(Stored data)
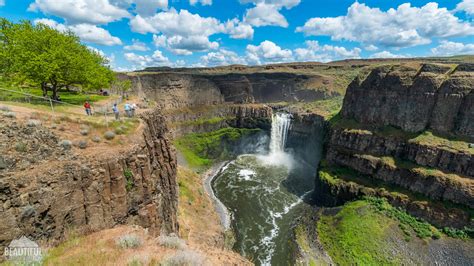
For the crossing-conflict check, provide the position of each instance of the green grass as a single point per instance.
(356, 235)
(449, 143)
(124, 126)
(327, 108)
(420, 227)
(201, 149)
(201, 121)
(71, 97)
(427, 138)
(336, 174)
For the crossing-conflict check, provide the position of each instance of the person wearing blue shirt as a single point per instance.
(116, 111)
(128, 109)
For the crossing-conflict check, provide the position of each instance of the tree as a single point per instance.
(49, 58)
(122, 86)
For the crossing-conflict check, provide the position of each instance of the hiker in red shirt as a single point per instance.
(87, 106)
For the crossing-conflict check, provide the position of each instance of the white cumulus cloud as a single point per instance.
(81, 11)
(136, 46)
(184, 33)
(267, 12)
(267, 52)
(221, 58)
(466, 6)
(238, 30)
(156, 59)
(203, 2)
(386, 54)
(402, 27)
(86, 32)
(325, 53)
(453, 48)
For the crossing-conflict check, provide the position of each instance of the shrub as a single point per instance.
(127, 173)
(456, 233)
(10, 114)
(33, 123)
(20, 147)
(172, 241)
(119, 130)
(109, 135)
(5, 108)
(82, 144)
(184, 258)
(138, 261)
(129, 241)
(66, 144)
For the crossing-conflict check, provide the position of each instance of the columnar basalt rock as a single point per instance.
(184, 90)
(379, 145)
(415, 99)
(137, 186)
(212, 118)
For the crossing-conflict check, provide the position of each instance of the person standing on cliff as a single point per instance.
(116, 111)
(87, 106)
(127, 109)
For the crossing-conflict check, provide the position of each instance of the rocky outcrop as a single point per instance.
(440, 157)
(212, 118)
(172, 91)
(181, 90)
(435, 98)
(375, 147)
(69, 191)
(306, 137)
(433, 184)
(337, 192)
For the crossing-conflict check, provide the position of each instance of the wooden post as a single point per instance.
(51, 103)
(105, 115)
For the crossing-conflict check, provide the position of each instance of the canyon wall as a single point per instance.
(52, 190)
(211, 118)
(180, 90)
(403, 134)
(436, 97)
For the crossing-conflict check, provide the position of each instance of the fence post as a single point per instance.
(105, 115)
(51, 103)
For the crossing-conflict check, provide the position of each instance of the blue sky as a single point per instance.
(135, 34)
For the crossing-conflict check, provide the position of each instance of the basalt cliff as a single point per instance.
(404, 133)
(48, 189)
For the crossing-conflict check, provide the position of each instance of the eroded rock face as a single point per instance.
(184, 90)
(415, 100)
(212, 118)
(137, 186)
(431, 178)
(445, 159)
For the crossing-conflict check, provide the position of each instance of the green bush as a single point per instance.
(421, 228)
(127, 173)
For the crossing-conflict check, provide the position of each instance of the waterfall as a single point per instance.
(280, 125)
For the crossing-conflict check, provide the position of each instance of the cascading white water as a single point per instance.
(280, 125)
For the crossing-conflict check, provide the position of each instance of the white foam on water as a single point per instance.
(247, 174)
(280, 126)
(277, 157)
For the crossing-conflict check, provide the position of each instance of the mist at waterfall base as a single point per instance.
(264, 193)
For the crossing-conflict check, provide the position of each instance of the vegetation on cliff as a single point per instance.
(356, 235)
(372, 232)
(40, 55)
(200, 149)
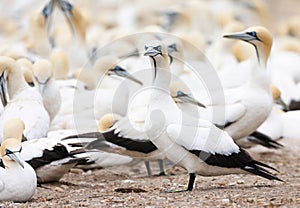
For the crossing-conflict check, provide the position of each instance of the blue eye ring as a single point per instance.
(253, 33)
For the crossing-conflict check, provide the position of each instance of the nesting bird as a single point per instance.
(24, 101)
(47, 87)
(17, 178)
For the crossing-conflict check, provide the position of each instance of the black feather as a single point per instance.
(236, 160)
(144, 146)
(58, 152)
(264, 140)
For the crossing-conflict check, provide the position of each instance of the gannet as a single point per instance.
(25, 102)
(247, 106)
(47, 87)
(17, 178)
(111, 140)
(195, 144)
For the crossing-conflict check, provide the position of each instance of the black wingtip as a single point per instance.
(264, 140)
(254, 168)
(261, 172)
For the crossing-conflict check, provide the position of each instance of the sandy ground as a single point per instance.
(128, 186)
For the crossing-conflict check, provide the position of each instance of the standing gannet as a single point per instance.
(247, 106)
(25, 102)
(132, 143)
(17, 178)
(46, 85)
(195, 144)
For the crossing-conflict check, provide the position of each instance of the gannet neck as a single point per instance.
(262, 53)
(15, 78)
(162, 76)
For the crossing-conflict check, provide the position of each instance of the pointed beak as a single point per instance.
(118, 71)
(240, 36)
(16, 157)
(151, 51)
(280, 102)
(3, 90)
(41, 88)
(185, 98)
(66, 7)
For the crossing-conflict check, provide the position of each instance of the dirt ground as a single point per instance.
(128, 186)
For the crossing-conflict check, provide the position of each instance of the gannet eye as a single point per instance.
(173, 46)
(8, 152)
(158, 48)
(179, 93)
(253, 33)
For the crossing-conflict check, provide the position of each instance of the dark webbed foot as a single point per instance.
(190, 185)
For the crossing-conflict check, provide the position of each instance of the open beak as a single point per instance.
(47, 12)
(182, 97)
(41, 88)
(66, 7)
(118, 71)
(3, 90)
(240, 36)
(152, 51)
(16, 157)
(280, 102)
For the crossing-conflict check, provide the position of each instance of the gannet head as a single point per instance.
(85, 76)
(42, 72)
(242, 51)
(104, 63)
(13, 128)
(109, 65)
(106, 122)
(25, 62)
(10, 152)
(158, 54)
(179, 95)
(276, 94)
(291, 27)
(7, 64)
(174, 48)
(28, 76)
(26, 67)
(259, 37)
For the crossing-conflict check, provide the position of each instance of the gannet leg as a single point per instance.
(190, 185)
(147, 164)
(161, 168)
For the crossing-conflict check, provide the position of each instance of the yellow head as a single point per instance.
(275, 92)
(106, 122)
(10, 152)
(259, 37)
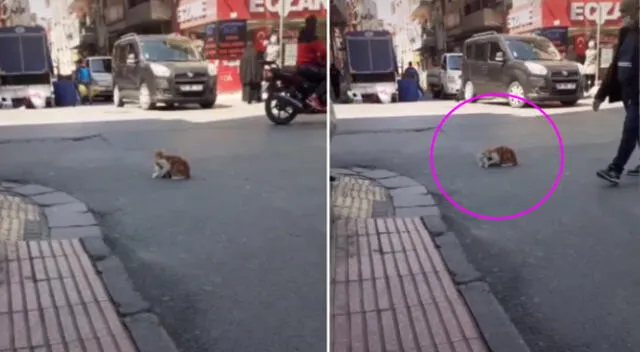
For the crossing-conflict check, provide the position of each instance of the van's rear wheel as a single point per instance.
(144, 98)
(117, 99)
(469, 91)
(569, 103)
(436, 92)
(515, 88)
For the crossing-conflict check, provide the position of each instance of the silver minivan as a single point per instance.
(100, 67)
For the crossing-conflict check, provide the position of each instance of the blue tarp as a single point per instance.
(370, 52)
(24, 51)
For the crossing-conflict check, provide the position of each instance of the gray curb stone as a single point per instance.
(461, 270)
(31, 190)
(434, 225)
(495, 325)
(60, 233)
(96, 248)
(379, 174)
(9, 185)
(342, 172)
(398, 182)
(69, 218)
(409, 212)
(146, 329)
(53, 199)
(126, 299)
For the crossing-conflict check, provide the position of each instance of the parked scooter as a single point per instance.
(287, 95)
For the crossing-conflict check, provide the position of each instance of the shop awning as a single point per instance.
(421, 13)
(80, 7)
(338, 12)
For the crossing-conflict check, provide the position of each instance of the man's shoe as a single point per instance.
(634, 172)
(609, 176)
(315, 103)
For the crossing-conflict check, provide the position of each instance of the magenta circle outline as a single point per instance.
(444, 193)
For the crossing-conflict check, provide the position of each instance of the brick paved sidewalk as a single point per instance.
(51, 298)
(392, 292)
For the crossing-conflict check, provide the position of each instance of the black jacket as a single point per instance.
(610, 87)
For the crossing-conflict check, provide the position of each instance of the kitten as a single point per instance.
(170, 166)
(499, 156)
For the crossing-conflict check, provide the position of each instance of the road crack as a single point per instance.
(56, 139)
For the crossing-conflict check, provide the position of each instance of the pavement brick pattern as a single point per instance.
(391, 291)
(52, 300)
(19, 219)
(355, 197)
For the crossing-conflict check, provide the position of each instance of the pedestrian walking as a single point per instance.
(251, 75)
(83, 80)
(621, 84)
(590, 65)
(411, 72)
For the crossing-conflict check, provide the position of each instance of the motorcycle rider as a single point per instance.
(311, 61)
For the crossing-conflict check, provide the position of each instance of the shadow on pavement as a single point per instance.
(232, 260)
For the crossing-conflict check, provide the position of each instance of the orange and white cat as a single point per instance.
(499, 156)
(170, 166)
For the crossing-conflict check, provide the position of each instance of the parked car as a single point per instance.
(523, 65)
(161, 68)
(446, 80)
(100, 67)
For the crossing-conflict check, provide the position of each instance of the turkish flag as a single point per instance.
(580, 44)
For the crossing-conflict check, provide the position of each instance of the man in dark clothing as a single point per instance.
(621, 84)
(411, 72)
(251, 75)
(311, 61)
(82, 78)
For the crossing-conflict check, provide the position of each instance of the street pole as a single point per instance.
(281, 30)
(598, 25)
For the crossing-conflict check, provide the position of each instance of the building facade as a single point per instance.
(262, 18)
(570, 24)
(64, 36)
(15, 13)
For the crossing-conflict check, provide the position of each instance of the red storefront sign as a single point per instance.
(229, 76)
(581, 13)
(265, 9)
(580, 44)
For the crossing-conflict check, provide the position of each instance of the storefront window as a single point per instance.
(169, 50)
(533, 49)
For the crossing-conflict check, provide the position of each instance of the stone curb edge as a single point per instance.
(69, 218)
(412, 199)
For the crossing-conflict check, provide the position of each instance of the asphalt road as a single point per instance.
(566, 273)
(233, 260)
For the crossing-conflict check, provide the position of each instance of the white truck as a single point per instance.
(446, 80)
(26, 69)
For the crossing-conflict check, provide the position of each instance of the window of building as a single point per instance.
(494, 49)
(134, 3)
(480, 52)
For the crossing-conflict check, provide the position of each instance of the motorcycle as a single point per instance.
(287, 95)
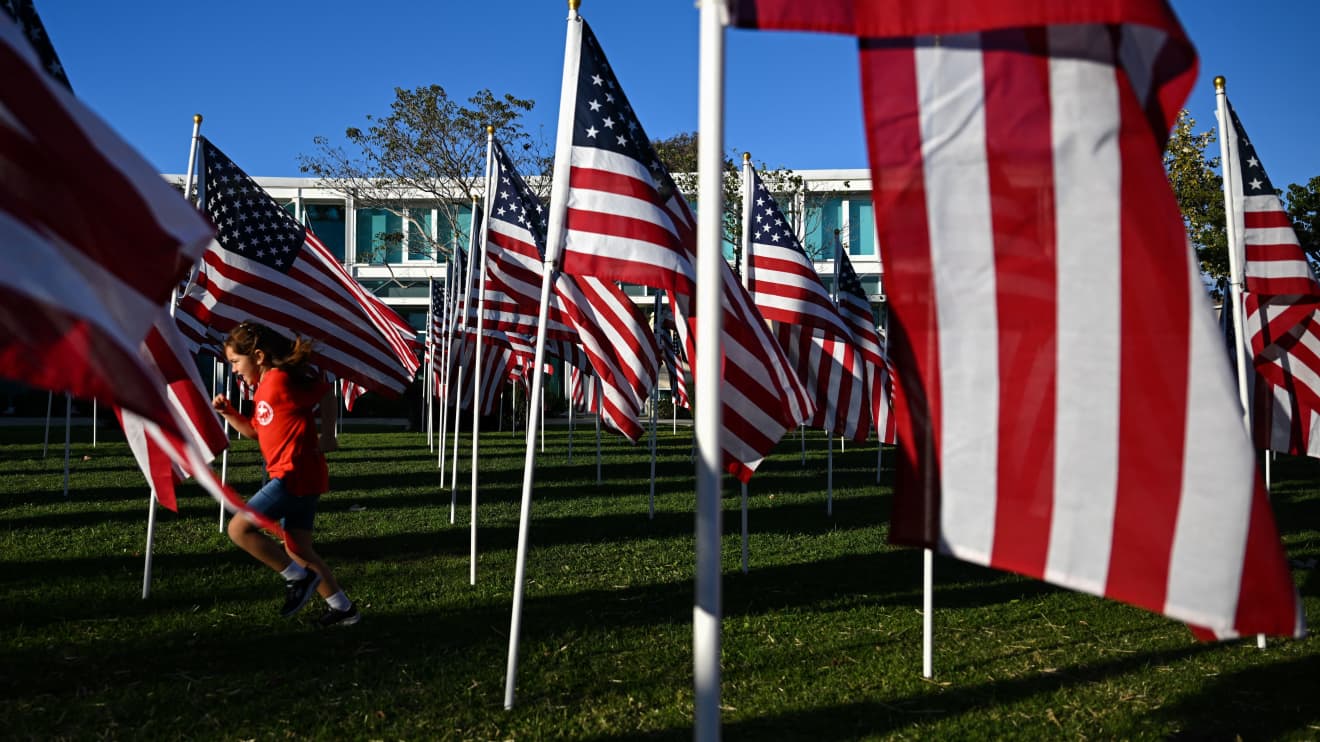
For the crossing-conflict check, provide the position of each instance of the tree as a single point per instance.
(1200, 194)
(428, 148)
(679, 155)
(1304, 209)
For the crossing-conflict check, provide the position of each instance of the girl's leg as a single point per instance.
(304, 553)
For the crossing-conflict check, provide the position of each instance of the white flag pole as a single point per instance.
(706, 609)
(477, 359)
(928, 614)
(69, 421)
(553, 244)
(595, 387)
(462, 341)
(151, 539)
(745, 269)
(1232, 188)
(45, 441)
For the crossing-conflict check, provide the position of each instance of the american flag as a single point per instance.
(790, 293)
(168, 354)
(586, 310)
(1282, 304)
(73, 312)
(854, 306)
(267, 267)
(74, 301)
(1064, 407)
(626, 221)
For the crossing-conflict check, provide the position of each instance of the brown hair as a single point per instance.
(289, 355)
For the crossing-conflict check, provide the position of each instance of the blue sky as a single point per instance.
(268, 77)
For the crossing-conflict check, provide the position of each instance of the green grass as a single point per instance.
(821, 639)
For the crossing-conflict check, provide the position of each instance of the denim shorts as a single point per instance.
(276, 503)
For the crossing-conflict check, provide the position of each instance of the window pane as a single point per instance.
(328, 223)
(823, 215)
(419, 244)
(861, 226)
(379, 234)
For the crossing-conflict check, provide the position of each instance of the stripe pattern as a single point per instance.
(790, 293)
(1282, 306)
(265, 266)
(626, 221)
(582, 309)
(1036, 264)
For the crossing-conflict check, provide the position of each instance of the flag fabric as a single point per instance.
(582, 309)
(166, 353)
(854, 306)
(267, 267)
(788, 292)
(1282, 305)
(94, 240)
(626, 221)
(74, 309)
(1063, 407)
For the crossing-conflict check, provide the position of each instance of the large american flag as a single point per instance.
(265, 266)
(790, 293)
(854, 306)
(168, 354)
(1282, 305)
(94, 242)
(584, 309)
(626, 221)
(74, 312)
(1064, 405)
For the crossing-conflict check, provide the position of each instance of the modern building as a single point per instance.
(367, 239)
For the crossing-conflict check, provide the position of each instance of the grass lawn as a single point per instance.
(821, 639)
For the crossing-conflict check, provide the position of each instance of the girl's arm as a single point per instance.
(329, 416)
(242, 424)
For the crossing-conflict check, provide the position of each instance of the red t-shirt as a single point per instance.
(287, 432)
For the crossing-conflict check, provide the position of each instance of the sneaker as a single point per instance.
(297, 592)
(339, 617)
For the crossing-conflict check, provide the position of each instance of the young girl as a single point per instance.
(287, 395)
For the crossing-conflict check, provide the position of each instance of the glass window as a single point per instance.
(329, 223)
(379, 236)
(823, 215)
(420, 246)
(861, 226)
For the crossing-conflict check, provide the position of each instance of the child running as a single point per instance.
(288, 390)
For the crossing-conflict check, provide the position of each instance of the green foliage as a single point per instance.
(821, 638)
(679, 155)
(1304, 209)
(428, 147)
(1200, 193)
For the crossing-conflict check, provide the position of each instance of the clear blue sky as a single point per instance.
(271, 75)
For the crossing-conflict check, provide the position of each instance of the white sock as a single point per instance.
(338, 601)
(293, 572)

What you should do:
Copy the records verbatim, beginning at the line that contains "foliage as a single point per instance." and continuing through the last line of the records.

The result:
For the crossing-conflict check, provide the position of each instance of the green foliage as a single point per instance.
(821, 638)
(679, 155)
(1304, 209)
(428, 147)
(1200, 193)
For the crossing-conflict check, provide the position of each instance of the clear blue sky as a single point per instance.
(271, 75)
For the crossing-conflict check, provide the position of each instance of the white sock as a single point per instance.
(338, 601)
(293, 572)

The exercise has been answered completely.